# GIVEN TEXT
[Start]

Behind the Seams: The “As you like it” Apron and dress

I’ve been busy sewing! Besides making an apron for the Sew Weekly Challenge, we all made the same black dress to best showcase the apron. I even ended up sewing a reversible apron so it was definitely a busier week than planned. You can find my TSW post here.

The Dress

Pattern Review

All of us used this capped sleeve dress pattern from burda magazine February 2011 issue, which happened to be the last issue of magazine I bought before joining the Craft Book Challenge.

Looking at the fit this time round, I added the seam allowance which the magazine patterns do not come with. I chose a size 38 which is my normal burda sizing.  The bodice came out fine but a little bit loose at the waist. While it is easy enough to put together without following the burda instructions (which were too skimpy as usual), I thought it required a little too much fabric for the skirt! The dimensions given were 100cm by 62cm X 2 panels. I cut a little shorter than that but even then I felt, less fabric would have suffice especially in the width.

Burda magazine 02/2011/101

Be warned if you are thinking of using this pattern as a few TSW contributors had  issues with the bodice fit so please do a muslin first.

The Gallery

My dress turned out ok. I’m not overly crazy about it. It’s wearable though not very flattering around the waist, probably a result of the amount of gathers it had. If I do wear it, it will be with a thick red belt or a colored vest. I have always wanted a black dress but somehow after this dress I feel that I am more of a print fabric girl.  I think black makes me look pale.

[End]

# PROBLEM A
Recast the records as a JSON list of strings, one string per line, with blank lines omitted. Begin at the line that contains "manatee head, one" and stop after the line that contains "point(667, 939)".

# MATERIAL SHOWN
[Start]

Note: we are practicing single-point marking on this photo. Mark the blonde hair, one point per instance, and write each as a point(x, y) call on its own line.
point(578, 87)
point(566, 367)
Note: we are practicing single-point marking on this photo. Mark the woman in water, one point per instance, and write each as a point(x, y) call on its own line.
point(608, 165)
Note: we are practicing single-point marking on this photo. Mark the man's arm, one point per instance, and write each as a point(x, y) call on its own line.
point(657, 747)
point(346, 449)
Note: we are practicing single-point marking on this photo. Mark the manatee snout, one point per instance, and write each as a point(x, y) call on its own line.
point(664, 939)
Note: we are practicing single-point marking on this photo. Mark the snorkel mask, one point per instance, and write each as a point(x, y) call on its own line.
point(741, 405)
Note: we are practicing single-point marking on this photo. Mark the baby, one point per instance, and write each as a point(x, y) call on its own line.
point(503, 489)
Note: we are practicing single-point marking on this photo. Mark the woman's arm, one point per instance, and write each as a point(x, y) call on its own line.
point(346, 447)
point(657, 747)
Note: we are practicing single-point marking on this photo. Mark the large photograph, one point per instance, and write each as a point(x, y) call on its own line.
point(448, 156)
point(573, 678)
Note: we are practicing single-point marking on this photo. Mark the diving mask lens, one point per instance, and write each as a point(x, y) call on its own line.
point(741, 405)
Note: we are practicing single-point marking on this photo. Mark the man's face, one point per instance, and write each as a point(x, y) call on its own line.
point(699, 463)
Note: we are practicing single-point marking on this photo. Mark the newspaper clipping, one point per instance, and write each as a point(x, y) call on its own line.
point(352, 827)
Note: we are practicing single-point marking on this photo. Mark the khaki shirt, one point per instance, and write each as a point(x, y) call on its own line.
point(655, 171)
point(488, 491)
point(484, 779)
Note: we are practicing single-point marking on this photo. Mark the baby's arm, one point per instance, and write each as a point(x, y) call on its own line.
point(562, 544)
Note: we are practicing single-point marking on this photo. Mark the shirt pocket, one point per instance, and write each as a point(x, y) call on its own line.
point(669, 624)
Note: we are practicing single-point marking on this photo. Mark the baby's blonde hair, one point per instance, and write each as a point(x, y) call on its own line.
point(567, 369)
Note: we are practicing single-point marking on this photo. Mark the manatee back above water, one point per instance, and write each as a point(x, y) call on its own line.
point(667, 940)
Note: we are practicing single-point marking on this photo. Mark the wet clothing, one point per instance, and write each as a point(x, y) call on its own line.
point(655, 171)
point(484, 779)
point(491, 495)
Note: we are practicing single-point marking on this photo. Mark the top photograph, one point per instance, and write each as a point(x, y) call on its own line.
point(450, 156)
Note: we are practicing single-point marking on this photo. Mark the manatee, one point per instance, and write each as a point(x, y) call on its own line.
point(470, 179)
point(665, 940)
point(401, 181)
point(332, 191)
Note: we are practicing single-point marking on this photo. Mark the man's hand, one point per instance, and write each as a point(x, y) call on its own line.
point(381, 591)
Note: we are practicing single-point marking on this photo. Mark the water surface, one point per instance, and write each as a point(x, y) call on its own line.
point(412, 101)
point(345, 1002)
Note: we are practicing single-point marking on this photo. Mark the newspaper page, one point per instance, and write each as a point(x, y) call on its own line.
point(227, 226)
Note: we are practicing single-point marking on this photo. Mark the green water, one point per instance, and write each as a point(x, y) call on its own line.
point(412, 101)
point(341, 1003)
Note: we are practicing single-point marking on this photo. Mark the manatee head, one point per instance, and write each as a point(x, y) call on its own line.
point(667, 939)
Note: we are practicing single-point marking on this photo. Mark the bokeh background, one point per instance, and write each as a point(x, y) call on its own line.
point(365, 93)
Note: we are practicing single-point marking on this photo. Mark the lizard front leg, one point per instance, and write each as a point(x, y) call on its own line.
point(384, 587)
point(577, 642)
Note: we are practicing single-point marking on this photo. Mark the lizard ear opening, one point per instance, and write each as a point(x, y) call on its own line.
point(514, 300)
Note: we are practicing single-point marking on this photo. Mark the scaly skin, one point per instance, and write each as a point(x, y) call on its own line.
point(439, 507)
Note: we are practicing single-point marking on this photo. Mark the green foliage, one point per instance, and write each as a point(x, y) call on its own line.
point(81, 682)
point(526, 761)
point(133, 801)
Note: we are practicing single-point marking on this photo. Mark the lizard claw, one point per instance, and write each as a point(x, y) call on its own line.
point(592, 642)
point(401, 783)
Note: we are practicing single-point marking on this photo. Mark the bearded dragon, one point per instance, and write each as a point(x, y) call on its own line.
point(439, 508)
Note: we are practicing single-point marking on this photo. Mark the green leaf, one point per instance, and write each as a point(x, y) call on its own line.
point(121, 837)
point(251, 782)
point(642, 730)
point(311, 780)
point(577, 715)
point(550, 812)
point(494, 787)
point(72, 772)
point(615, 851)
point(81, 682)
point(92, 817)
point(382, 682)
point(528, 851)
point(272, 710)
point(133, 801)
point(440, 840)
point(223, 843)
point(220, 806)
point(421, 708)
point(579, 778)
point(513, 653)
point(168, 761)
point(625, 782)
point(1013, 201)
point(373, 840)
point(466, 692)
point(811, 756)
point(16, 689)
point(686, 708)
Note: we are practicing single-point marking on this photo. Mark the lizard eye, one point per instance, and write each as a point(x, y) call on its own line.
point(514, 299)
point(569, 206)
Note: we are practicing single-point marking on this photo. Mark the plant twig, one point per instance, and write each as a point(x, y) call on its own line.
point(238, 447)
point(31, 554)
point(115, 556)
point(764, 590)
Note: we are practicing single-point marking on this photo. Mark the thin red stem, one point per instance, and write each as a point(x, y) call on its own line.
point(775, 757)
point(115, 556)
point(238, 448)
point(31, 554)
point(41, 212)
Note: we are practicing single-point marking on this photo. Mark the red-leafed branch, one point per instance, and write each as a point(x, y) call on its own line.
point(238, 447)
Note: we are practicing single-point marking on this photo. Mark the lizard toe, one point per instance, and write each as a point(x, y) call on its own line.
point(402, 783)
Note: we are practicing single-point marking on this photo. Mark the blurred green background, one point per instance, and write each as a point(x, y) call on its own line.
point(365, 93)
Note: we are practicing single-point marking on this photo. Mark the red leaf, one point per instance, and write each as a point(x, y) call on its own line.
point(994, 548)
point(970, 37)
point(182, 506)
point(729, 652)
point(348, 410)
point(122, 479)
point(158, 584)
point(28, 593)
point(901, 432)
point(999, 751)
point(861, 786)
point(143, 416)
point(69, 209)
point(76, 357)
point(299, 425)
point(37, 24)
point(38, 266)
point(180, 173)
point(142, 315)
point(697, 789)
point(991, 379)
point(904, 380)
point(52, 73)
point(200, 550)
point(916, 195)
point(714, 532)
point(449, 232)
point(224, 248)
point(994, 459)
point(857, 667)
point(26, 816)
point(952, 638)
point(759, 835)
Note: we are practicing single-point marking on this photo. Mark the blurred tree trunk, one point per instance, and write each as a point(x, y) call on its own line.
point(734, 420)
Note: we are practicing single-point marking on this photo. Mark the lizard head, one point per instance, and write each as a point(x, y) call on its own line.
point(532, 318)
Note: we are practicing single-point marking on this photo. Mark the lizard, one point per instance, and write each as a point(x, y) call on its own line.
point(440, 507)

[End]

# PROBLEM B
Condense the paragraph of the sewing post beginning "Looking at the fit this time round" into a brief bulleted list that retains its main facts.

# FINISHED ANSWER A
[
  "Note: we are practicing single-point marking on this photo. Mark the manatee head, one point per instance, and write each as a point(x, y) call on its own line.",
  "point(667, 939)"
]

# FINISHED ANSWER B
- Seam allowance was added, since the magazine patterns do not include it.
- Size 38, the usual burda size, was chosen.
- The bodice came out fine but slightly loose at the waist.
- The dress is easy to assemble without the burda instructions, which were too skimpy.
- The skirt called for too much fabric: two panels of 100cm by 62cm.
- Even after cutting the panels a little shorter, less fabric would have been enough, especially in the width.